TASKS:
1: Which search engines does the text on tuning an open-source question answering system say OpenEphyra was adapted to interface with?
2: Could you print the passage from the text on tuning an open-source question answering system that begins at the words "Over the last" and stops after "system Halef [7]."?

── TEXT SHOWN

Tuning an Open-Source Question Answering System
Abstract: This paper describes our efforts to tune the open-source question answering system OpenEphyra and to adapt it to interface with multiple available search engines (Bing, Google, and Ixquick). We also evaluate the effect of using outdated test data to measure performance of question answering systems. As a practical use case, we implemented OpenEphyra as an integral component of the open-source spoken dialog system Halef.
Over the last years, academic and industrial interest in automatic question answering technology has substantially grown [1]. In addition to commercial implementations question answering engines such as IBM’s Watson DeepQA [2] or Wolfram Alpha [3], there is a number of academic engines such as QA-SYS [4], OSQA [5], and OpenEphyra [6]. Being an open-source software, the latter turned out to be particularly suitable for a number of applications the DHBW Spoken Dialog Systems Research Center is working on, such as the free spoken dialog system Halef [7].

────
── EXCERPTED RECORDS

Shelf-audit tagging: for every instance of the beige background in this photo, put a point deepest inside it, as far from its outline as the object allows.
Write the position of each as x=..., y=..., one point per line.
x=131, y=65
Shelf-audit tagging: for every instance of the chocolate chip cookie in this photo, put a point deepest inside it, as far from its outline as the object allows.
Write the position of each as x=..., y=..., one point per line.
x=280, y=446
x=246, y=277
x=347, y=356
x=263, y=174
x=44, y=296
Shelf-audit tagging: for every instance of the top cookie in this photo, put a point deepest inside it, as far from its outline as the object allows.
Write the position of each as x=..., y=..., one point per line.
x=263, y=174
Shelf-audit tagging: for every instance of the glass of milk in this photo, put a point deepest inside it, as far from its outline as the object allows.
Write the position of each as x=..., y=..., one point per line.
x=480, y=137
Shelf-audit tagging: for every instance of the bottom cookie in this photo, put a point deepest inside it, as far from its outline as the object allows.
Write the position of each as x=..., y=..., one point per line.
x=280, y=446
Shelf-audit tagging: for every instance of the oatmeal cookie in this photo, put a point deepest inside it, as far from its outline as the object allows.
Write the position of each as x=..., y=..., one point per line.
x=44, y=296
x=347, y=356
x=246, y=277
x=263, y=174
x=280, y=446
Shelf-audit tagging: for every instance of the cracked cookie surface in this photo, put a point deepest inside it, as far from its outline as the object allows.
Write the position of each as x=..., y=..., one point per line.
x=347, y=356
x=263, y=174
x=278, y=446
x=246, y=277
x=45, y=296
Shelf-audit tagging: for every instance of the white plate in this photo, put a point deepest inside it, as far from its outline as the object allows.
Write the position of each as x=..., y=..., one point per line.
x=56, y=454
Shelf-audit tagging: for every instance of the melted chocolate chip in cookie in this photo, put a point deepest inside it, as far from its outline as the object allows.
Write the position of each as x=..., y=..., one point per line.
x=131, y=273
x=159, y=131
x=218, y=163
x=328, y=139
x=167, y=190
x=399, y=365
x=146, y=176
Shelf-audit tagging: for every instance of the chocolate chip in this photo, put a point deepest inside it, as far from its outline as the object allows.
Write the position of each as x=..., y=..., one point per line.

────

SOLUTIONS BY TASK:
1: Bing, Google, and Ixquick

2:
Over the last years, academic and industrial interest in automatic question answering technology has substantially grown [1]. In addition to commercial implementations question answering engines such as IBM’s Watson DeepQA [2] or Wolfram Alpha [3], there is a number of academic engines such as QA-SYS [4], OSQA [5], and OpenEphyra [6]. Being an open-source software, the latter turned out to be particularly suitable for a number of applications the DHBW Spoken Dialog Systems Research Center is working on, such as the free spoken dialog system Halef [7].